(Stored items from a collection)
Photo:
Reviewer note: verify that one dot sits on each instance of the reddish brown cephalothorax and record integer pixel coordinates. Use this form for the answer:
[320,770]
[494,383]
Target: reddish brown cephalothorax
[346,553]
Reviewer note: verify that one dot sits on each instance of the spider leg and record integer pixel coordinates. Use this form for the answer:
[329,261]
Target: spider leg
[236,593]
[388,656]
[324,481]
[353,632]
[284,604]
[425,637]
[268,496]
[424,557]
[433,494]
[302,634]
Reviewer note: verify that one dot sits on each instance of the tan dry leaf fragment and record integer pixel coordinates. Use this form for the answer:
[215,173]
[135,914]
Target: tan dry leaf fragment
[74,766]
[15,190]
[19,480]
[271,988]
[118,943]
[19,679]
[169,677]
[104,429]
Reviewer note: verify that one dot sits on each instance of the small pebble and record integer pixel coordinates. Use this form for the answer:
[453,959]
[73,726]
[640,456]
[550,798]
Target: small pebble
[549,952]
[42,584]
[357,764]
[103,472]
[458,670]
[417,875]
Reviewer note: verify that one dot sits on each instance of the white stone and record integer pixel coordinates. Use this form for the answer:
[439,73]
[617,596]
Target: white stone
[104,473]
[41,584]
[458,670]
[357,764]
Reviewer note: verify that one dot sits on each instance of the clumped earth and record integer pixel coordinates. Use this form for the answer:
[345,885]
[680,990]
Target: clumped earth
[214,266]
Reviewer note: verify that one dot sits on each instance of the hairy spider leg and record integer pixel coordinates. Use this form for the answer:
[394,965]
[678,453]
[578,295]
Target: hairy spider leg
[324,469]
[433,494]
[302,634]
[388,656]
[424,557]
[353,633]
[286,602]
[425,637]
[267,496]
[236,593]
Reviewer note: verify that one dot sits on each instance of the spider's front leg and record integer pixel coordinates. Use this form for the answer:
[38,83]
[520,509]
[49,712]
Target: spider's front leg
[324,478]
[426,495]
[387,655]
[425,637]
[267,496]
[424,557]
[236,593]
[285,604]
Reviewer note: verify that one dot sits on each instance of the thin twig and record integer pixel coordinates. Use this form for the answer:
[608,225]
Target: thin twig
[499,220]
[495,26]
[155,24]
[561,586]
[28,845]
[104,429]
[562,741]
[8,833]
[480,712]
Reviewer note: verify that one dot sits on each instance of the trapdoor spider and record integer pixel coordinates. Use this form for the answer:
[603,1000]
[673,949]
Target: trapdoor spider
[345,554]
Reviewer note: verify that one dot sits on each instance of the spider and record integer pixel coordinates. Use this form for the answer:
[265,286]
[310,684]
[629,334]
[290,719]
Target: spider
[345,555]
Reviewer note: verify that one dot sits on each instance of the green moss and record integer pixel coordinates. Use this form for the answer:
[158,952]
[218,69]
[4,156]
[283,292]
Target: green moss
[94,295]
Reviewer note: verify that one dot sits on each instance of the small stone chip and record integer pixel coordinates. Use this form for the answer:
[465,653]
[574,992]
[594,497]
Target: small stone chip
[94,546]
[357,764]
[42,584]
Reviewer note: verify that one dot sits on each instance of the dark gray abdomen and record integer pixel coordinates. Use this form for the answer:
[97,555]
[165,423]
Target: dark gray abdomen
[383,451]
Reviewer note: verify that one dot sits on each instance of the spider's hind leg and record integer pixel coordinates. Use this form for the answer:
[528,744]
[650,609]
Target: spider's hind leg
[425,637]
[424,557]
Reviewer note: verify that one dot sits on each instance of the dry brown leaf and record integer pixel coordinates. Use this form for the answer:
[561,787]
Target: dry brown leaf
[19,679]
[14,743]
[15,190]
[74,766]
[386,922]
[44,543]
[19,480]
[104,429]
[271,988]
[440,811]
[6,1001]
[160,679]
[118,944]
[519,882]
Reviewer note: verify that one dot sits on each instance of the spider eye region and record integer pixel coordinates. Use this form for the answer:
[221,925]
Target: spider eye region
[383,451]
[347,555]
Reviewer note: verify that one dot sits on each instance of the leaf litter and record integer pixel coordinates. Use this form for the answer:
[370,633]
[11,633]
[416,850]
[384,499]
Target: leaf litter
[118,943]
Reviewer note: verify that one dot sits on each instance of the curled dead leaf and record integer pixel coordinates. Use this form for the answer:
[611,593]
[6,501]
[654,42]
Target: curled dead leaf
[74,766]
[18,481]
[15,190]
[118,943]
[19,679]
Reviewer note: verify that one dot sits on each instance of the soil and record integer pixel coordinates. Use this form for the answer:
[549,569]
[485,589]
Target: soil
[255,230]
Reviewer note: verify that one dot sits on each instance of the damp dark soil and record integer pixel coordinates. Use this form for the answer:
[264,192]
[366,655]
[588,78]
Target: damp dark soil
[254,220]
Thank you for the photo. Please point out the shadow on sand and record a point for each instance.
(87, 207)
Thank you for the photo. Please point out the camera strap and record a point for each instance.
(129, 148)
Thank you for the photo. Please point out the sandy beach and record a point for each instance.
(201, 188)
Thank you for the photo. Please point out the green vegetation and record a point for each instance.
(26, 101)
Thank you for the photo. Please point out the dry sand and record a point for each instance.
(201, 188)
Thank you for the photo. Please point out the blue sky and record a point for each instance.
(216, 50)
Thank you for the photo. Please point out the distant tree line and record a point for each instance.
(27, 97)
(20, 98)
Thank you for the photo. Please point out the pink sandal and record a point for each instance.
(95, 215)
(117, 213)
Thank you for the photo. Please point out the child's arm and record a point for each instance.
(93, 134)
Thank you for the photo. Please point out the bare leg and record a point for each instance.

■ DO THIS:
Give back exactly the lines beginning at the one with "of the soil" and ending at the final line of the material; both boundary lines belong in it.

■ CORRECT RESPONSE:
Reviewer note: verify that one dot sits on each instance of the soil and record integer pixel coordinates. Use this form for the answer:
[549,569]
[485,589]
Target: soil
[255,230]
Reviewer note: verify that one dot sits on each instance of the damp dark soil and record integer pixel coordinates. Use this form for the answer:
[264,192]
[366,655]
[588,78]
Target: damp dark soil
[254,220]
Thank you for the photo. Please point out the shadow on sand and record a point for each instance.
(87, 207)
Thank you for the photo. Please point out the camera strap and record a point for each instance.
(129, 148)
Thank you for the photo. Please point out the sandy beach and record a point for each instance.
(201, 188)
Thank you for the photo. Please point out the green vegetation and record a point for each instance.
(26, 101)
Thank you for the photo. Please point out the dry sand and record a point for each instance.
(201, 188)
Thank you for the photo. Please point out the blue sky and record a point for each instance.
(216, 50)
Thank you for the photo. Please point out the distant tree line and record a point for each instance.
(27, 97)
(20, 98)
Thank you for the photo. Please point out the pink sandal and record a point for each instance.
(95, 215)
(117, 213)
Thank you for the photo. Please point out the child's arm and record a point for each instance.
(93, 134)
Thank you for the photo. Please point out the bare leg and record a point for each instance.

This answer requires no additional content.